● **Aufgaben und Übungen**
(1) Aktualisieren Sie den Ausgangstext: Beginnen Sie bei den Worten „Welche Unterschiede gibt“, hören Sie nach „etwas länger zurück.“ auf und ersetzen Sie in diesem Abschnitt „Herangehensweise“ durch „Vorgehensweise“.
(2) Wie lange ist die befragte Person laut Ausgangstext schon in der Arbeitsintegration tätig?
(3) Prüfen Sie, ob die folgenden Aussagen mit dem Ausgangstext übereinstimmen, und belegen Sie jede Antwort mit einem Zitat.
(a) Als Caregiver befindet sich die Person unmittelbar in einem Ereignis.
(b) Die Herangehensweise ist in der täglichen Arbeit und bei Einsätzen als Caregiver dieselbe.
(c) Vertrauen wird als Basis für ein gutes Gespräch genannt.

● **Ausgangstext**
^^^^^^^^

Seit 25 Jahren bin ich in der Arbeitsintegration tätig. In meiner täglichen Arbeit treffe ich oft auf Menschen, die lebenseinschneidende Ereignisse erlebt haben und Mühe bekunden, diese zu verarbeiten. Mein Anliegen als Caregiver ist es, direkt nach einem solchen Erlebnis betroffene Menschen in einer schwierigen Situation zu entlasten.

Welche Unterschiede gibt es zwischen deiner täglichen Arbeit und Einsätzen als Caregiver?

Die Herangehensweise ist nicht dieselbe, weil die Situation eine andere ist. Als Caregiver befinde ich mich unmittelbar in einem Ereignis; in der Beratung im Wiedereingliederungsprozess liegt ein mögliches traumatisches Ereignis schon etwas länger zurück.

Worin besteht die besondere Herausforderung?

Als Caregiver bin ich gefordert, innert kurzer Zeit Vertrauen und eine tragfähige Beziehung aufzubauen, damit sich Betroffene ernst genommen fühlen und sich für ein Gespräch öffnen. Vertrauen ist die Basis, um einen Menschen zu motivieren über das Erlebte zu sprechen und ein gutes Gespräch entstehen zu lassen.

Hilft dir dabei dein Erfahrungsrucksack als Wiedereingliederungsfachmann?

^^^^^^^^

Freitextbeschreibungen von Objekten
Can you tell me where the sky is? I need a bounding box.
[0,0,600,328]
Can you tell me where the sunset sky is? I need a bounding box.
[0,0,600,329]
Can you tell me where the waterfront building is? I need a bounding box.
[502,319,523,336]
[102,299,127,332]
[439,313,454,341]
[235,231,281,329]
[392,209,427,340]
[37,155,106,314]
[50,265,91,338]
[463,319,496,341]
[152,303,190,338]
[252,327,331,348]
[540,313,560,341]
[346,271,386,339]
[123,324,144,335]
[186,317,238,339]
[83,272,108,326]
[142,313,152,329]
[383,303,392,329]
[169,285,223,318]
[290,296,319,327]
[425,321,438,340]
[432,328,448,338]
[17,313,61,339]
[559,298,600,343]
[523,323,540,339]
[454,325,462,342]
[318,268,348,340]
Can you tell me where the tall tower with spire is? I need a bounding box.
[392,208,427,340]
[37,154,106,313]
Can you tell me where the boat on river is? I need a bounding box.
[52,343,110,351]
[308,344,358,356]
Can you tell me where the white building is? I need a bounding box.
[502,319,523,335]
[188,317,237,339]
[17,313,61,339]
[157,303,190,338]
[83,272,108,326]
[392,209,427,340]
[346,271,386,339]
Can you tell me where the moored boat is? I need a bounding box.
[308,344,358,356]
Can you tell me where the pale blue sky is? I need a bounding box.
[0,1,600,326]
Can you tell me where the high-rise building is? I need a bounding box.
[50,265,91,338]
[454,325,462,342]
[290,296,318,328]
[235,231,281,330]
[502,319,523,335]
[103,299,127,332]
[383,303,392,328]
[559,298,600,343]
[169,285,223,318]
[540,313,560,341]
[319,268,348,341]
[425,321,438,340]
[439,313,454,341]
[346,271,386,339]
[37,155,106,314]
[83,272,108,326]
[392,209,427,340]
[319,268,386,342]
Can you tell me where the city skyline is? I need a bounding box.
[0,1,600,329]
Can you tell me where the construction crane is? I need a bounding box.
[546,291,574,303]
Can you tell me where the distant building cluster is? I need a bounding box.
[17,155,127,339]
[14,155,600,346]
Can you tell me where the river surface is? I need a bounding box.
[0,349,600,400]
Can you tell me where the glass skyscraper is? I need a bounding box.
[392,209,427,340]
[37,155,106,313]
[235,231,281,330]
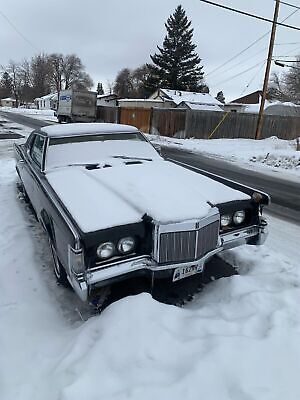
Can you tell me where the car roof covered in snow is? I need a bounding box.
[41,123,138,137]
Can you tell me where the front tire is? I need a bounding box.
[49,239,70,288]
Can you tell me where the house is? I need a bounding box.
[118,99,165,109]
[1,97,17,107]
[97,94,118,107]
[223,103,247,112]
[230,90,262,104]
[244,100,300,117]
[177,101,223,112]
[149,89,223,111]
[34,93,58,110]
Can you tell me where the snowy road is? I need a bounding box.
[0,114,300,400]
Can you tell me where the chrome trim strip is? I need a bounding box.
[85,247,222,285]
[165,157,271,205]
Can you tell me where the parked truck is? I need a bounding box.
[56,90,97,123]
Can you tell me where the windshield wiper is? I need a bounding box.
[112,156,153,161]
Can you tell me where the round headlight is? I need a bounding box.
[233,210,246,225]
[221,214,231,228]
[97,242,115,259]
[118,236,135,254]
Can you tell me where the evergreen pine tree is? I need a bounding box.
[216,90,225,104]
[147,5,207,91]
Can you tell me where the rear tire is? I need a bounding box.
[49,239,71,288]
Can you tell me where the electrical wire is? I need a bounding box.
[198,0,300,31]
[0,10,41,52]
[205,10,299,77]
[274,0,300,10]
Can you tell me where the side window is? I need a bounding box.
[30,135,45,167]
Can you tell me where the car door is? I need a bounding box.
[29,133,46,216]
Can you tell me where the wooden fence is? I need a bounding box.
[97,107,300,139]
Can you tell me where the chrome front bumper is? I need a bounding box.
[72,219,268,300]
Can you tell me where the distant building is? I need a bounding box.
[149,89,223,111]
[118,99,165,108]
[1,97,17,107]
[97,94,118,107]
[34,93,58,110]
[177,101,224,112]
[223,103,247,112]
[230,90,262,104]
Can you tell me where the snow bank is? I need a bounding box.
[0,115,300,400]
[148,135,300,177]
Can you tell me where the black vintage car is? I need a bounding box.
[15,123,269,301]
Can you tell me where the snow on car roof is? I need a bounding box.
[41,123,138,137]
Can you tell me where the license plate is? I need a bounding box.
[173,265,203,282]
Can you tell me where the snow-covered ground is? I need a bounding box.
[0,107,57,122]
[147,135,300,179]
[0,117,300,400]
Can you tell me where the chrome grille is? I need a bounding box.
[158,220,219,263]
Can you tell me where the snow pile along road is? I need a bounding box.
[0,117,300,400]
[148,135,300,177]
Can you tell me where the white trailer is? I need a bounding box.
[56,90,97,123]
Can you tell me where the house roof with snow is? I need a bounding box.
[1,97,16,101]
[244,100,300,117]
[34,93,57,100]
[149,89,222,106]
[178,101,224,111]
[97,93,118,99]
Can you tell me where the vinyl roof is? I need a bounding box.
[41,123,138,137]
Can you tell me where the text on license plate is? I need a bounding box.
[173,265,203,282]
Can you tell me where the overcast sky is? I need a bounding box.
[0,0,300,100]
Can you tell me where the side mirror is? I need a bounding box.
[152,143,162,155]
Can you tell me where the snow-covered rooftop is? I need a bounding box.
[119,99,163,103]
[1,97,16,101]
[41,123,138,137]
[34,93,57,100]
[160,89,222,106]
[179,101,223,111]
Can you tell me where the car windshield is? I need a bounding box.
[49,132,146,146]
[46,132,160,170]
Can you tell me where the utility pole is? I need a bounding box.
[255,0,280,139]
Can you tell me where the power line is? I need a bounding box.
[274,0,300,10]
[199,0,300,31]
[205,10,299,76]
[0,10,41,52]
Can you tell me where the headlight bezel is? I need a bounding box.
[220,214,232,229]
[117,236,136,255]
[232,210,246,225]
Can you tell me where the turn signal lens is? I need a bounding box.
[118,236,135,254]
[97,242,115,260]
[233,210,246,225]
[220,214,231,228]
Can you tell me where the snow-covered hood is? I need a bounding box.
[46,159,250,232]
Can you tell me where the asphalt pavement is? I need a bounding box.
[0,111,300,225]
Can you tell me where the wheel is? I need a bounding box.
[49,239,70,287]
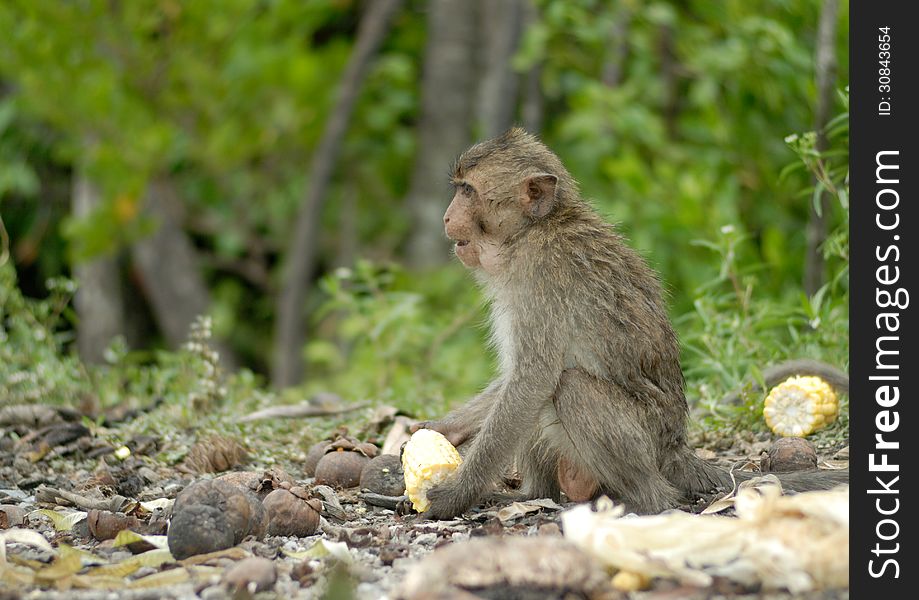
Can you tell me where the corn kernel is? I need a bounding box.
[763,376,839,437]
[402,429,463,512]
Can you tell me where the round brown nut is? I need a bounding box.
[263,489,322,537]
[166,479,268,560]
[361,454,405,496]
[166,504,236,560]
[760,437,817,473]
[223,556,278,592]
[303,440,332,477]
[316,450,370,488]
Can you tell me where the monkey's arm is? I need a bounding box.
[410,377,504,446]
[428,353,560,518]
[721,358,849,405]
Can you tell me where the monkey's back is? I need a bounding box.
[511,202,687,447]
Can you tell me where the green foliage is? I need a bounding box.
[678,92,849,435]
[0,0,848,437]
[307,261,492,416]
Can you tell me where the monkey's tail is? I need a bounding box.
[667,448,849,495]
[721,358,849,406]
[734,468,849,492]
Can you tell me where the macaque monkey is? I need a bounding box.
[415,129,848,518]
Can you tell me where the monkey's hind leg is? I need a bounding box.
[517,432,561,501]
[554,369,680,514]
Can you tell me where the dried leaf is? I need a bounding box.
[140,498,175,513]
[702,474,782,515]
[281,540,353,564]
[498,502,542,523]
[35,508,87,531]
[0,528,54,563]
[112,529,167,556]
[86,548,175,577]
[127,569,191,589]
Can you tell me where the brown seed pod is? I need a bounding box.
[263,489,322,537]
[215,468,295,500]
[316,449,370,488]
[182,435,249,473]
[223,556,278,597]
[303,440,332,477]
[86,509,144,542]
[760,437,817,473]
[361,454,405,496]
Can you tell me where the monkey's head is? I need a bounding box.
[444,128,577,272]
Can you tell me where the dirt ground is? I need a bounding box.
[0,408,848,600]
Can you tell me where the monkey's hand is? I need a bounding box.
[409,420,475,446]
[424,477,478,519]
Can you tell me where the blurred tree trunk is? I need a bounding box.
[601,6,632,87]
[132,181,239,370]
[406,0,477,267]
[71,168,125,363]
[520,0,545,135]
[804,0,839,296]
[477,0,524,138]
[271,0,402,387]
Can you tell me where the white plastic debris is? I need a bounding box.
[562,486,849,593]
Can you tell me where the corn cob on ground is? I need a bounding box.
[402,429,463,512]
[763,376,839,437]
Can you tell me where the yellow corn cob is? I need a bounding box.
[763,377,839,437]
[402,429,463,512]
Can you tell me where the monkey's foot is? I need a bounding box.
[558,456,600,502]
[424,478,477,519]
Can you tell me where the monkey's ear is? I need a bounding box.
[521,173,558,219]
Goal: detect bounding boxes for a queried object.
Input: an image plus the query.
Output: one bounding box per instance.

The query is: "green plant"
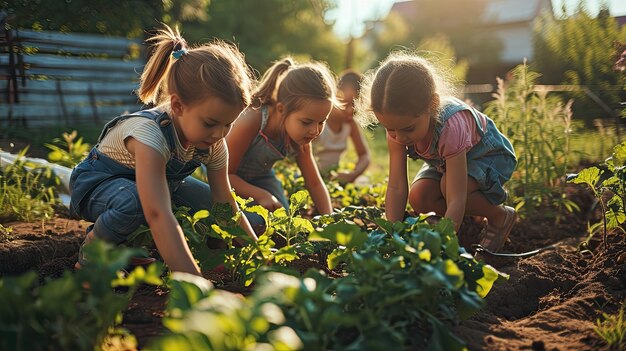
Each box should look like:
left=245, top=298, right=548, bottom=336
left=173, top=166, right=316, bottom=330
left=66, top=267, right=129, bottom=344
left=148, top=272, right=302, bottom=351
left=0, top=148, right=59, bottom=222
left=151, top=216, right=504, bottom=350
left=593, top=303, right=626, bottom=350
left=45, top=130, right=91, bottom=168
left=485, top=64, right=578, bottom=220
left=0, top=240, right=162, bottom=351
left=0, top=224, right=13, bottom=243
left=568, top=142, right=626, bottom=248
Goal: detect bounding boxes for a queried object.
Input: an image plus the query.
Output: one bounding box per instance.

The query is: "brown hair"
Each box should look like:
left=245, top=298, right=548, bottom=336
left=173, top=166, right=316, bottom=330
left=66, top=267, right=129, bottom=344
left=252, top=57, right=338, bottom=115
left=357, top=52, right=455, bottom=126
left=138, top=25, right=252, bottom=109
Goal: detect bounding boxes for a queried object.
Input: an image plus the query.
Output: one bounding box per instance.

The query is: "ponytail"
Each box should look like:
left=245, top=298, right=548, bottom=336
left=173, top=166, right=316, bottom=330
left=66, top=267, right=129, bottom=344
left=138, top=25, right=253, bottom=109
left=138, top=25, right=187, bottom=104
left=252, top=57, right=296, bottom=107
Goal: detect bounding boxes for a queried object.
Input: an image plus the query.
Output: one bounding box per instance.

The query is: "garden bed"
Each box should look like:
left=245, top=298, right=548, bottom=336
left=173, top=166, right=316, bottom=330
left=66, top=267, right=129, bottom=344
left=0, top=187, right=626, bottom=350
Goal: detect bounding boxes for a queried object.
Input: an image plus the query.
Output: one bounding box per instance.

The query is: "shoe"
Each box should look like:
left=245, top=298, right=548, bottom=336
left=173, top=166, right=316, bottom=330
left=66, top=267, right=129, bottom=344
left=74, top=230, right=96, bottom=269
left=480, top=206, right=517, bottom=252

^^^^^^^^

● **Lösungen**
(1)
Welche Unterschiede gibt es zwischen deiner täglichen Arbeit und Einsätzen als Caregiver?

Die Vorgehensweise ist nicht dieselbe, weil die Situation eine andere ist. Als Caregiver befinde ich mich unmittelbar in einem Ereignis; in der Beratung im Wiedereingliederungsprozess liegt ein mögliches traumatisches Ereignis schon etwas länger zurück.

(2) Seit 25 Jahren.

(3)
(a) Ja: „Als Caregiver befinde ich mich unmittelbar in einem Ereignis“
(b) Nein: „Die Herangehensweise ist nicht dieselbe, weil die Situation eine andere ist.“
(c) Ja: „Vertrauen ist die Basis, um einen Menschen zu motivieren über das Erlebte zu sprechen und ein gutes Gespräch entstehen zu lassen.“